# START OF RAW DATA

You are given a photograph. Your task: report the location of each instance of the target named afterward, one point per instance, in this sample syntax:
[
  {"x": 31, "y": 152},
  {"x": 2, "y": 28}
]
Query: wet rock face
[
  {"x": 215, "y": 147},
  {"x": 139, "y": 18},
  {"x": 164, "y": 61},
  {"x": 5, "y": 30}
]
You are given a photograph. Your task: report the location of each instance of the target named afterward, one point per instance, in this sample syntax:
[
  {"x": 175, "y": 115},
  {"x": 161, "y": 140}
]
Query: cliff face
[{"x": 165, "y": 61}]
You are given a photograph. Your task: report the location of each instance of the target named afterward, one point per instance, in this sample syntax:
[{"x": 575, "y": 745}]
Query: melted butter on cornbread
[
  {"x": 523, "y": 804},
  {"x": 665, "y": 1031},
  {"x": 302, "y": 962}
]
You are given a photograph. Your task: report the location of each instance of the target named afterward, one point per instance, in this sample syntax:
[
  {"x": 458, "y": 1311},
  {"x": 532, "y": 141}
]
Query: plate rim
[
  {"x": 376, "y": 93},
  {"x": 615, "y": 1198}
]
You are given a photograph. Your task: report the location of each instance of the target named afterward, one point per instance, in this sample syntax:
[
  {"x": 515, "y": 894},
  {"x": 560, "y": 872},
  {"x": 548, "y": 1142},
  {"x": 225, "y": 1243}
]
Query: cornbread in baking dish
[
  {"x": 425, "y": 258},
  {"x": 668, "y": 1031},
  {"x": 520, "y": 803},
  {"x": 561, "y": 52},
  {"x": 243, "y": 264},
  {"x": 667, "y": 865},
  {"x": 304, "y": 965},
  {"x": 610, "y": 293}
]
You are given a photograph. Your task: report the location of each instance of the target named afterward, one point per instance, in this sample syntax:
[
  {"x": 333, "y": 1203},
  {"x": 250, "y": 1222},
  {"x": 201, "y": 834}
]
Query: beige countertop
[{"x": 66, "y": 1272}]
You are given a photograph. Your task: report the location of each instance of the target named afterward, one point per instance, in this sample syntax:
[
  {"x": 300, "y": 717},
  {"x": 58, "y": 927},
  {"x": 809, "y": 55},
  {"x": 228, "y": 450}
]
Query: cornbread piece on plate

# END OF RAW DATA

### DIRECTIONS
What is needed here is an exact reproduction of all the entries.

### RESULT OF THE EXERCISE
You are given a photograph. Your task: report the location of each instance of the target named afterward, one point per instance, in this sample syntax:
[
  {"x": 31, "y": 152},
  {"x": 2, "y": 28}
]
Query: wet rock face
[
  {"x": 215, "y": 147},
  {"x": 139, "y": 18},
  {"x": 164, "y": 61},
  {"x": 5, "y": 30}
]
You are given a photograph. Your task: report the location of each instance of the target named afterward, one point per instance, in this sample syntax:
[
  {"x": 175, "y": 115},
  {"x": 161, "y": 140}
]
Query: cliff face
[{"x": 165, "y": 61}]
You are given a photograph. Your task: report the location of each instance of the target named afterward, one point per instance, in this sample syntax:
[{"x": 575, "y": 745}]
Query: melted butter on cornbread
[
  {"x": 523, "y": 804},
  {"x": 665, "y": 1031},
  {"x": 302, "y": 962}
]
You are given a photograph. Your task: report the location of each instance of the target named afterward, one point per instance, in this sample syntax:
[
  {"x": 458, "y": 1311},
  {"x": 532, "y": 141}
]
Query: plate rim
[
  {"x": 376, "y": 93},
  {"x": 615, "y": 1198}
]
You are given a photograph. Your task: report the location of each instance of the target named afterward, one point per instance, in this sample syntax:
[
  {"x": 515, "y": 894},
  {"x": 560, "y": 872},
  {"x": 548, "y": 1142},
  {"x": 225, "y": 1243}
]
Query: cornbread in baking dish
[
  {"x": 425, "y": 258},
  {"x": 668, "y": 1031},
  {"x": 520, "y": 803},
  {"x": 561, "y": 52},
  {"x": 243, "y": 264},
  {"x": 667, "y": 865},
  {"x": 304, "y": 965},
  {"x": 610, "y": 293}
]
You are given a photograph. Your task: report the location of each instance of the target named afterward, one point per instance, in this sample syntax:
[
  {"x": 333, "y": 1203},
  {"x": 250, "y": 1222},
  {"x": 201, "y": 834}
]
Query: beige countertop
[{"x": 66, "y": 1272}]
You are given a photograph. Your task: report the location of each instance of the target named afterward, one point per instance, in this sample syntax:
[
  {"x": 300, "y": 717},
  {"x": 58, "y": 927},
  {"x": 809, "y": 55},
  {"x": 228, "y": 450}
]
Query: cornbread piece on plate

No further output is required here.